Tichys Einblick
Die SPÖ vor der Richtungsentscheidung

Österreich: Sozialdemokrat Hans Peter Doskozil oder Sozialist Andreas Babler

Auf weiten Strecken verbirgt sich hinter Doskozil oder Babler auch der alte Kampf der nach Zahlen schwachen Sozialdemokraten auf dem Lande gegen die Sozialisten der Wiener Metropolen-SPÖ.

Hans Peter Doskozil (SPÖ) nach der Vorstandssitzung der SPÖ im Parlament am 23. Mai 2023 in Wien, Österreich

IMAGO / SEPA.Media

Doskozil hat in der Mitgliederbefragung die Macht der Wiener SPÖ erschüttert. Hinter der Machtfrage in der SPÖ geht es um die gesellschaftspolitische, ideologische Richtung zwischen Doskozils Vorstellungen nahe an sozialer Marktwirtschaft und dem von Stamokap geprägten Babler, der gern eine woke Ampelregierung bilden möchte. Auf weiten Strecken verbirgt sich dahinter auch der alte Kampf der nach Zahlen schwachen Sozialdemokraten auf dem Lande gegen die übermächtigen Sozialisten der Wiener Metropolen-SPÖ.
···
_SCHRIFTLICHE AUFGABE A:_ Wessen Macht hat Doskozil laut dem Text über die SPÖ in der Mitgliederbefragung erschüttert?
_SCHRIFTLICHE AUFGABE B:_ Wiederhole wörtlich den Abschnitt aus dem Text über die SPÖ, der mit den Worten „Österreich: Sozialdemokrat Hans“ beginnt und mit „übermächtigen Sozialisten der Wiener Metropolen-SPÖ.“ endet.

_BEREITGESTELLTE DATEN:_
···
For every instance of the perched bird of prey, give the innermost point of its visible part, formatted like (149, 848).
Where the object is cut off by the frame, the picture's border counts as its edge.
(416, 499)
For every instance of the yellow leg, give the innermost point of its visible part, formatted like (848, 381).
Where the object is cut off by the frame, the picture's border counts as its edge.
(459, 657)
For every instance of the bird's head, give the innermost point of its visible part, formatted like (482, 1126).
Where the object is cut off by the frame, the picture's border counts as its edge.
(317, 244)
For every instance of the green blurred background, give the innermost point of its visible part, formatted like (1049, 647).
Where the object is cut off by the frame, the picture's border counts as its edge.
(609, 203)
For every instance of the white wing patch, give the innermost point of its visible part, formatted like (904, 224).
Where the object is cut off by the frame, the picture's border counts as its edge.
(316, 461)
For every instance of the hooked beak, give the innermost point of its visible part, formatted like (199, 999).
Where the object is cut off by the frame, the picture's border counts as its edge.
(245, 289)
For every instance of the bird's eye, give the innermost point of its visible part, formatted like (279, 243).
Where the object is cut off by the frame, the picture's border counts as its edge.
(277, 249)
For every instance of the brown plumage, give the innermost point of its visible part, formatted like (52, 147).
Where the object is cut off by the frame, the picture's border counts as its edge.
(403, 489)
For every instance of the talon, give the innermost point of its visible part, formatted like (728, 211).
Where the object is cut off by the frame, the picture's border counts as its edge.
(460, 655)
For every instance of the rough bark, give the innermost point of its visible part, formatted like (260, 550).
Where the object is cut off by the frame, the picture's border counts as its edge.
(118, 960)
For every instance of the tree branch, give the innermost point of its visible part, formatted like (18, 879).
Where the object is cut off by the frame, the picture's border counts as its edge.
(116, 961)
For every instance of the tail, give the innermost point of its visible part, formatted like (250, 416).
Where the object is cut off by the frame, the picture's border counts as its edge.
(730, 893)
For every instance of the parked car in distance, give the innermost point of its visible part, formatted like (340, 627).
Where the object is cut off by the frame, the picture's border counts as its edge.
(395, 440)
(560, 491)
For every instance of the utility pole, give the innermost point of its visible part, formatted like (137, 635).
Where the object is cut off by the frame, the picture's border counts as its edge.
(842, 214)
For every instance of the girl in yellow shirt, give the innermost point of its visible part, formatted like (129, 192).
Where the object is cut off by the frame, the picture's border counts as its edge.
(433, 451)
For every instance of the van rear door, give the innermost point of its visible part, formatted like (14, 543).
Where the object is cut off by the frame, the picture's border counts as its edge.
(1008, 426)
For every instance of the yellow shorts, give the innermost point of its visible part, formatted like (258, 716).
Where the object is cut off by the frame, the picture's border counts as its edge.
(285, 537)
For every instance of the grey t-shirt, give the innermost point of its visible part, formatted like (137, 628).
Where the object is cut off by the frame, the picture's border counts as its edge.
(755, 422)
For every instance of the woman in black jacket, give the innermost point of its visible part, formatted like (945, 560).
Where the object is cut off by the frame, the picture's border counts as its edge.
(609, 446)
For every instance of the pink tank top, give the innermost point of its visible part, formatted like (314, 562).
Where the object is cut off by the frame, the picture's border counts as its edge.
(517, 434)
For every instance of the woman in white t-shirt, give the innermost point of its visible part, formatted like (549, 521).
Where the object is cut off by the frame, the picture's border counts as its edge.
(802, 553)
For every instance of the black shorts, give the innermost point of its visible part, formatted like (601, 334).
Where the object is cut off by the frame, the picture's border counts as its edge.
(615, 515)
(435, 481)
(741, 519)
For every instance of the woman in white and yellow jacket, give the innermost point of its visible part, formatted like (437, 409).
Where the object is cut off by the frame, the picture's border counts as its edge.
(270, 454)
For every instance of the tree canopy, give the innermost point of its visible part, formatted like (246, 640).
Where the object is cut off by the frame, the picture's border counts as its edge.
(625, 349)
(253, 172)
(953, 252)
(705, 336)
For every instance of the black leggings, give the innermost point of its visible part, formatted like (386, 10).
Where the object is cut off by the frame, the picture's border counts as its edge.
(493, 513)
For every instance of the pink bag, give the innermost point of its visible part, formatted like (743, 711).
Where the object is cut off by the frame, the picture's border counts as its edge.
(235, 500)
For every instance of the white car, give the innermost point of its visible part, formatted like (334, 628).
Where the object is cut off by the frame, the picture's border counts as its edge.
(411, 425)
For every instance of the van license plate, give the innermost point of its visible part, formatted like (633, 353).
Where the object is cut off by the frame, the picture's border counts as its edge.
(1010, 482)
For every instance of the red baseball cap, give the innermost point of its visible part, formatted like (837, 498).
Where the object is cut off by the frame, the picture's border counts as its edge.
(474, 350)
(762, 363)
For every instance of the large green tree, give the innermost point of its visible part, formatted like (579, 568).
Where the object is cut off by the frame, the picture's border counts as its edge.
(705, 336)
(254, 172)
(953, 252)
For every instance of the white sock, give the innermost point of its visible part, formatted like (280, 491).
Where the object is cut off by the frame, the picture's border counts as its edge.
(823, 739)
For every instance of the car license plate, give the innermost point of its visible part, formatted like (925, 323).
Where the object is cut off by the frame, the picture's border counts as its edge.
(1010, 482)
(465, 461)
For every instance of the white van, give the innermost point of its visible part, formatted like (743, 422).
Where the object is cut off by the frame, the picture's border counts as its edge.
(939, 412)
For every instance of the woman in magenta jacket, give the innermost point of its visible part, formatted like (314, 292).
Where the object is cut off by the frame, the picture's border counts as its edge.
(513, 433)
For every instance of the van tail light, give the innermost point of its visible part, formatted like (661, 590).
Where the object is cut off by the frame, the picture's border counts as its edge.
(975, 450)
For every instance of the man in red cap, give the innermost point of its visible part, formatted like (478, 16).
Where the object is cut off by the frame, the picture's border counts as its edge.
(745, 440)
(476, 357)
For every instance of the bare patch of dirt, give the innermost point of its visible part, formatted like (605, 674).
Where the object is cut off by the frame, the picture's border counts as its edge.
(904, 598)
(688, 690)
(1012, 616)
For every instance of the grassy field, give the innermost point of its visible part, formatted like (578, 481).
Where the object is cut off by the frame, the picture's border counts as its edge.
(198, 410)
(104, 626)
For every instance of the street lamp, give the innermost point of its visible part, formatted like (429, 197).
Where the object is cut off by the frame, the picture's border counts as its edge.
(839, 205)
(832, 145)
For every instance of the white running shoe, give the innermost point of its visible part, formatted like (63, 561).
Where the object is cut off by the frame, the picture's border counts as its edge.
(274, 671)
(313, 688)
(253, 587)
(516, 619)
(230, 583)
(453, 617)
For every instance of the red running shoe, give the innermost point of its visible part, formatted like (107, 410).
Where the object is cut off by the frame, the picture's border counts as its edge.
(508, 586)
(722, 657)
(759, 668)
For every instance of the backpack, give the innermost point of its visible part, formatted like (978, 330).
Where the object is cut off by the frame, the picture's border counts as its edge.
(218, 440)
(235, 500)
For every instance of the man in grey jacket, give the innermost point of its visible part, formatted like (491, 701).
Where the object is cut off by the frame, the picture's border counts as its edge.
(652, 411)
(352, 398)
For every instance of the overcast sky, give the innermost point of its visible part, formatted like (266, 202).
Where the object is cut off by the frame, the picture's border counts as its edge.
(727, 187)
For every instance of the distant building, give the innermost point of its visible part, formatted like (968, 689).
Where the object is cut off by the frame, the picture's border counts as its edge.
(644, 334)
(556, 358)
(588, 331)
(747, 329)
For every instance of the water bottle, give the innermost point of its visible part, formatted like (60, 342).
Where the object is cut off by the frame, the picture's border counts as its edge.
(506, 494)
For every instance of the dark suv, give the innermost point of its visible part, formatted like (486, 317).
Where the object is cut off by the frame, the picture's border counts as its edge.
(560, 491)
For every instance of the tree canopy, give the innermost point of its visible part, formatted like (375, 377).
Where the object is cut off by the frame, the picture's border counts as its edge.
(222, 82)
···
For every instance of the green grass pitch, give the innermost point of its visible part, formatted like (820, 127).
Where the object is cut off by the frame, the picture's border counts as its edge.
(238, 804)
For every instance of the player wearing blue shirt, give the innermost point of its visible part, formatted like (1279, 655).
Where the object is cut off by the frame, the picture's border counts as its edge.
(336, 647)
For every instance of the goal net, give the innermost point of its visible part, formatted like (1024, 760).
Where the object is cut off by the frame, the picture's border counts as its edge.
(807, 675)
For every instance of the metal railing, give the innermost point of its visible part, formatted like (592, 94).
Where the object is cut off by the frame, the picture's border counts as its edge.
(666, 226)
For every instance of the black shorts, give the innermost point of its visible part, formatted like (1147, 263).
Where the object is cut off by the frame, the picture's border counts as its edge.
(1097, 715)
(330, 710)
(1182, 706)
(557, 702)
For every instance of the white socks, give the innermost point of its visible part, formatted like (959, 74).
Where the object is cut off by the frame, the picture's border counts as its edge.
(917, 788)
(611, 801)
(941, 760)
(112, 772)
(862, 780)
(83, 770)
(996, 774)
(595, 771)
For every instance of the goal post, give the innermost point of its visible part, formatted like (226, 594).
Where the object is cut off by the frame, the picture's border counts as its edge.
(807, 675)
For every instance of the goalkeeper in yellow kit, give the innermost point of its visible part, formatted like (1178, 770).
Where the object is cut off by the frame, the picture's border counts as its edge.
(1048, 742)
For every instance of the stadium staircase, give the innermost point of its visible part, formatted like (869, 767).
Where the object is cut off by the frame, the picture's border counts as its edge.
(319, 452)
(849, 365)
···
_LÖSUNG DER AUFGABE A:_ Die Macht der Wiener SPÖ.

_LÖSUNG DER AUFGABE B:_
Österreich: Sozialdemokrat Hans Peter Doskozil oder Sozialist Andreas Babler

Auf weiten Strecken verbirgt sich hinter Doskozil oder Babler auch der alte Kampf der nach Zahlen schwachen Sozialdemokraten auf dem Lande gegen die Sozialisten der Wiener Metropolen-SPÖ.

Hans Peter Doskozil (SPÖ) nach der Vorstandssitzung der SPÖ im Parlament am 23. Mai 2023 in Wien, Österreich

IMAGO / SEPA.Media

Doskozil hat in der Mitgliederbefragung die Macht der Wiener SPÖ erschüttert. Hinter der Machtfrage in der SPÖ geht es um die gesellschaftspolitische, ideologische Richtung zwischen Doskozils Vorstellungen nahe an sozialer Marktwirtschaft und dem von Stamokap geprägten Babler, der gern eine woke Ampelregierung bilden möchte. Auf weiten Strecken verbirgt sich dahinter auch der alte Kampf der nach Zahlen schwachen Sozialdemokraten auf dem Lande gegen die übermächtigen Sozialisten der Wiener Metropolen-SPÖ.